## EXERCISE DATA
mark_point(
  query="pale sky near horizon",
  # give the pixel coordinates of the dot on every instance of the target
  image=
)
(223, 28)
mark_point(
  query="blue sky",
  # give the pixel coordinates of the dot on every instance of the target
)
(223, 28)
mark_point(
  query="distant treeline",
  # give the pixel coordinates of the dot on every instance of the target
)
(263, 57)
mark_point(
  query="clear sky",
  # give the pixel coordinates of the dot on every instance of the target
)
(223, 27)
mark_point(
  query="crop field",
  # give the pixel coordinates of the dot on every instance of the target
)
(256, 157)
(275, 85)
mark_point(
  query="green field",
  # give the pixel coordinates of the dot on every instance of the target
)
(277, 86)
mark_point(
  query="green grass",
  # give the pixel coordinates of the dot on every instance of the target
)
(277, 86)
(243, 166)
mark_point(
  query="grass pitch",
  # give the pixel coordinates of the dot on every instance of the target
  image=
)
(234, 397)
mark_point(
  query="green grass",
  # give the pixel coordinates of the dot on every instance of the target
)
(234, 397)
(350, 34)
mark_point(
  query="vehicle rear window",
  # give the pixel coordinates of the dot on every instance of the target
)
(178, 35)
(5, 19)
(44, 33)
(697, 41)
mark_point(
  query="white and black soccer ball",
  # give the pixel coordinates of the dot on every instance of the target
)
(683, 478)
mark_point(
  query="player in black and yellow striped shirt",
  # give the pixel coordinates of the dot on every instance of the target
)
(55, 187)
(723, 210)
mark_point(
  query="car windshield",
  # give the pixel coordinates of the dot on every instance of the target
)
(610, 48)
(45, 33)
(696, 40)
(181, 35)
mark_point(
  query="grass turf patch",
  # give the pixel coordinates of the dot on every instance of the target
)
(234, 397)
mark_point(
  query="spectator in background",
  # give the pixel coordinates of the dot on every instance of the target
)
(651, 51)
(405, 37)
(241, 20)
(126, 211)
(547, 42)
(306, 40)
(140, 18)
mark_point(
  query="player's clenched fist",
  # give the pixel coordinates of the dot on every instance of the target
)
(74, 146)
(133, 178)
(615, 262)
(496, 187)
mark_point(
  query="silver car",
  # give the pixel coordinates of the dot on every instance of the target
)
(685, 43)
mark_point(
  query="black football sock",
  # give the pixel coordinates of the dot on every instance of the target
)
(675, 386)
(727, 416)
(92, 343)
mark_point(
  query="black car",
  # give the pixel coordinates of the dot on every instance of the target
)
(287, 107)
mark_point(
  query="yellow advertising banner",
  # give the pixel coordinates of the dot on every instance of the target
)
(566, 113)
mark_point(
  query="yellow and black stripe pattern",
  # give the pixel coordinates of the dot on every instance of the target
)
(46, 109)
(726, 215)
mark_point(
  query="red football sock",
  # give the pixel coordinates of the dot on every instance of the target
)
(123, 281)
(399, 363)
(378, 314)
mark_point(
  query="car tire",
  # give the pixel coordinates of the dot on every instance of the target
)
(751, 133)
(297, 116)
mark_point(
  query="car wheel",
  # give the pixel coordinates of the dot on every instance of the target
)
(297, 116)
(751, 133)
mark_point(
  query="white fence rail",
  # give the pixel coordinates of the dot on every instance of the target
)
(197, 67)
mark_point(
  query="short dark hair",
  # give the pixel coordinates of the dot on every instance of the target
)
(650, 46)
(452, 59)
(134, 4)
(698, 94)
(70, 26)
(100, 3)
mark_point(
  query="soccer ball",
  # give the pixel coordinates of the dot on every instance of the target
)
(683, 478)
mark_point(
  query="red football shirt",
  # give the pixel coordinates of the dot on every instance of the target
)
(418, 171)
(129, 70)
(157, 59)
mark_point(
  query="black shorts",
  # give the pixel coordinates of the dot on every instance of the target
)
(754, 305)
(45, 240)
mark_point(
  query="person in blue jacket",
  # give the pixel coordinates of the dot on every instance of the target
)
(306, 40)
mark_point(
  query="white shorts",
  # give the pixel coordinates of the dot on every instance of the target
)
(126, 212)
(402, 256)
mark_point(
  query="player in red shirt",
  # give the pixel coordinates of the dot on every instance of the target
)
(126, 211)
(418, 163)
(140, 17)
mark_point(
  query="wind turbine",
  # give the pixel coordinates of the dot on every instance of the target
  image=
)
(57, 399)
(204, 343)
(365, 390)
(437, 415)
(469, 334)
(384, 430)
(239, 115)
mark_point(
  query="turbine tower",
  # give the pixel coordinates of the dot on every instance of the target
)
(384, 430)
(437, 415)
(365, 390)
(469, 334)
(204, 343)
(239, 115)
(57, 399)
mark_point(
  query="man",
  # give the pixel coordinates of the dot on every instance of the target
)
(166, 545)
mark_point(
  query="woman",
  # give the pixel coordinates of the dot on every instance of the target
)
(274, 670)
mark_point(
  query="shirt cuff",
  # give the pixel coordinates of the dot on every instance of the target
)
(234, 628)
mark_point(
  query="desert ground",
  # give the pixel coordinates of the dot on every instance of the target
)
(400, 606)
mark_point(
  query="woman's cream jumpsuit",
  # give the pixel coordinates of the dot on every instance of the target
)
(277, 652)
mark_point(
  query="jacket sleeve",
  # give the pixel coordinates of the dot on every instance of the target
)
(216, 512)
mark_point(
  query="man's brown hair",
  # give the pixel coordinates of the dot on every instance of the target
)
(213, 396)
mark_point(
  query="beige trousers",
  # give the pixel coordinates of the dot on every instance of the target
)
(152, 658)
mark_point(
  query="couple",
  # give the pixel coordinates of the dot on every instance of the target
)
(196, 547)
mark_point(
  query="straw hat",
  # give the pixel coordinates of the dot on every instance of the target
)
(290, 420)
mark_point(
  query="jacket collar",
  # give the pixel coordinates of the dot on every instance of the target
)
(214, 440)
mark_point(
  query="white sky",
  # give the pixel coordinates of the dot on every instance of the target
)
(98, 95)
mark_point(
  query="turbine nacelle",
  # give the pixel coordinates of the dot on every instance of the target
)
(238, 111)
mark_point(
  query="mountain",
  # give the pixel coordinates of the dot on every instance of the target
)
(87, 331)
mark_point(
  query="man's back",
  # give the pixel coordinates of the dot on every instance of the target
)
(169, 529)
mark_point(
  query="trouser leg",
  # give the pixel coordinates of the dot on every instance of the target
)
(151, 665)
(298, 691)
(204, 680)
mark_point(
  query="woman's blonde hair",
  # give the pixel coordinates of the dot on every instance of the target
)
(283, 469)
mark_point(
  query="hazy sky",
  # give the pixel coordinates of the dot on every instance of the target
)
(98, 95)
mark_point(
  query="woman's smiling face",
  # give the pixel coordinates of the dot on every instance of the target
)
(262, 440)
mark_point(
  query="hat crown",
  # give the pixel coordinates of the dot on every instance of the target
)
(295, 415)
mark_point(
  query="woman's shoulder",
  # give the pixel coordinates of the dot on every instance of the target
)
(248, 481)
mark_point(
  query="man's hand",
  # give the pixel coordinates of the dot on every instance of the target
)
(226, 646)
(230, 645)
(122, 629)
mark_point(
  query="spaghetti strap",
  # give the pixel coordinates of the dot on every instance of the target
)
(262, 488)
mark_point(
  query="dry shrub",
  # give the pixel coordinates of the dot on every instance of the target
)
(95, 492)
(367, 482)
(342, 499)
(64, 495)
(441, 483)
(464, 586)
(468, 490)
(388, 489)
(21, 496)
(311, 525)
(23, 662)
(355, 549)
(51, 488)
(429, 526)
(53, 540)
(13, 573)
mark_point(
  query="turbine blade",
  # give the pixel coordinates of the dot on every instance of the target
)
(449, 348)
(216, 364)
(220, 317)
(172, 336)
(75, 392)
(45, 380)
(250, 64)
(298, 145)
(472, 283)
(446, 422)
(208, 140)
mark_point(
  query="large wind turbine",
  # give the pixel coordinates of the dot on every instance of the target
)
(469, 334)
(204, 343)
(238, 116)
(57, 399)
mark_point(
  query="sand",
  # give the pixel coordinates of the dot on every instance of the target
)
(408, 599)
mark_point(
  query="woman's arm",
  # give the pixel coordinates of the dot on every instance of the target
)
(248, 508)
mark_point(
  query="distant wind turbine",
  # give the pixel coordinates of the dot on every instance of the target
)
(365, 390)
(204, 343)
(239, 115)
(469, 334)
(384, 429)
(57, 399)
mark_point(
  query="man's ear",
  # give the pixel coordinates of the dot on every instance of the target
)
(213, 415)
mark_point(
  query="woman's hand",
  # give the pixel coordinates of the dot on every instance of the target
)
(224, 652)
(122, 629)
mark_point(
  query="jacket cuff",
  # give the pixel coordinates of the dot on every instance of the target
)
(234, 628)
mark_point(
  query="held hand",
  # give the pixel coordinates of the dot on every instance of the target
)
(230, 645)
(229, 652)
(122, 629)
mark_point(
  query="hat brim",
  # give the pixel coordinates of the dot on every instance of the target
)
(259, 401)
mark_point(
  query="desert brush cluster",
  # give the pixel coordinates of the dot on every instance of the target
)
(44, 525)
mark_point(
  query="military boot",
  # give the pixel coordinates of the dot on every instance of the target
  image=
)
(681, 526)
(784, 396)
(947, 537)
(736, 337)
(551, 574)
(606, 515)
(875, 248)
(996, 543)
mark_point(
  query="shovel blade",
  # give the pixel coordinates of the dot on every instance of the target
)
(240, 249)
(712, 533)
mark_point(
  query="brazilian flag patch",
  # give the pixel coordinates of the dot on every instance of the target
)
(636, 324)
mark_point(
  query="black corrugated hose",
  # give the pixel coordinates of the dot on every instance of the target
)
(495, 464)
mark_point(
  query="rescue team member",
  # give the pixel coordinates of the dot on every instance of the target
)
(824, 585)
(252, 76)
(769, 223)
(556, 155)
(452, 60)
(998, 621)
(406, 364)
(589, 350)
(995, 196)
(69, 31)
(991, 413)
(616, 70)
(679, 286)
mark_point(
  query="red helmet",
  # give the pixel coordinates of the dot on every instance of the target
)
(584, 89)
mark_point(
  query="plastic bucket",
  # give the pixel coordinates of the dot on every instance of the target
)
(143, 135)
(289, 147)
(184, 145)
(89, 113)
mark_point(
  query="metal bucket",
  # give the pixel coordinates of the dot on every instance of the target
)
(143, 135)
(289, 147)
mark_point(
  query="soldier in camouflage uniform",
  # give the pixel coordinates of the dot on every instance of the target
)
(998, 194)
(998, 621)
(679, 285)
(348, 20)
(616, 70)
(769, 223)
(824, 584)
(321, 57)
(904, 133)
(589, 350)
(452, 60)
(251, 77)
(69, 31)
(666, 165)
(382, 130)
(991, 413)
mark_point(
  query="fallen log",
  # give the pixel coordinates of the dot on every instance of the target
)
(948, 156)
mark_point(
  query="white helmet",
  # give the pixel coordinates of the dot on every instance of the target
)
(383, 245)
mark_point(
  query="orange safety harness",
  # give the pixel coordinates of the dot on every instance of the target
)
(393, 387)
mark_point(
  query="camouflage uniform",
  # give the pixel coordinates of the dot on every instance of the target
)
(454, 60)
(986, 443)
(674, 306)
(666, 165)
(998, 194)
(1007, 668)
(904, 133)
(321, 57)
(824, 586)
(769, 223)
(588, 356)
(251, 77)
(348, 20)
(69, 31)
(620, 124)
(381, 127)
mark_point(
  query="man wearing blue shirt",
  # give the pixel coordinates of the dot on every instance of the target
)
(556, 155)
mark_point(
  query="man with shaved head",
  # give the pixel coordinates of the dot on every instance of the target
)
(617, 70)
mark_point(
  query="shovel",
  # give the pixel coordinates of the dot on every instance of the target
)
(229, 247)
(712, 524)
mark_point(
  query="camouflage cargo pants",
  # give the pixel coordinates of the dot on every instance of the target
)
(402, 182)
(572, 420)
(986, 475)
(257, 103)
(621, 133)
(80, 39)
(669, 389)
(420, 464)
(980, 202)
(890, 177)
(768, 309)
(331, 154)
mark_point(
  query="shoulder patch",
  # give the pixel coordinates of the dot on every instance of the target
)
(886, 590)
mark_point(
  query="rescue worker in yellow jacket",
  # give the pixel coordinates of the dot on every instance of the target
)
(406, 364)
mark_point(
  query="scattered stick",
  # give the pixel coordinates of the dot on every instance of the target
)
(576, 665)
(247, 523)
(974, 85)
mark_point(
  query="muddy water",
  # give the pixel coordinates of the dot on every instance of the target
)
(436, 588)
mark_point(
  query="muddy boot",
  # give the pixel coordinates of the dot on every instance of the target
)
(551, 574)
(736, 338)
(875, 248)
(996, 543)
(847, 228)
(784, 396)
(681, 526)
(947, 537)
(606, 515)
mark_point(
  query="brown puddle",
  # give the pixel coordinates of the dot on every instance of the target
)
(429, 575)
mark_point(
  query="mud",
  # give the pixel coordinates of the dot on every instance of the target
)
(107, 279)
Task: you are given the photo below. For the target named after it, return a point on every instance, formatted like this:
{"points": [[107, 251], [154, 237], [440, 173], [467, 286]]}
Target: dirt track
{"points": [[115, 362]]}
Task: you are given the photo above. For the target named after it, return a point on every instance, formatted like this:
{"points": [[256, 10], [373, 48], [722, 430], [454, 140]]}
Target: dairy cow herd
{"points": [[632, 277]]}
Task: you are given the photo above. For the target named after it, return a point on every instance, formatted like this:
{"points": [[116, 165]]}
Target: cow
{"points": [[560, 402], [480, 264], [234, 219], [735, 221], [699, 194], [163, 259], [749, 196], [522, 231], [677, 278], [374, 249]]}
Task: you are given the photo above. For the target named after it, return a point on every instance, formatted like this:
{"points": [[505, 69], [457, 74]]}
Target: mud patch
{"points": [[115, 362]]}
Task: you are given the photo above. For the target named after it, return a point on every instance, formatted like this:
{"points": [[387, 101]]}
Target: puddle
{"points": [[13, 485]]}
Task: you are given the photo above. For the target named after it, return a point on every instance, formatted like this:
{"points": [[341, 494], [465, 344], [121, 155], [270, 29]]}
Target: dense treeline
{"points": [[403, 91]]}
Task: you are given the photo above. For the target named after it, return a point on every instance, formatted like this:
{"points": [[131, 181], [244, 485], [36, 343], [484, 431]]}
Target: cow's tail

## WHAT TO DO
In the listing above, how many lines hold the word "hair"? Give the number and nothing more.

## ANSWER SECTION
3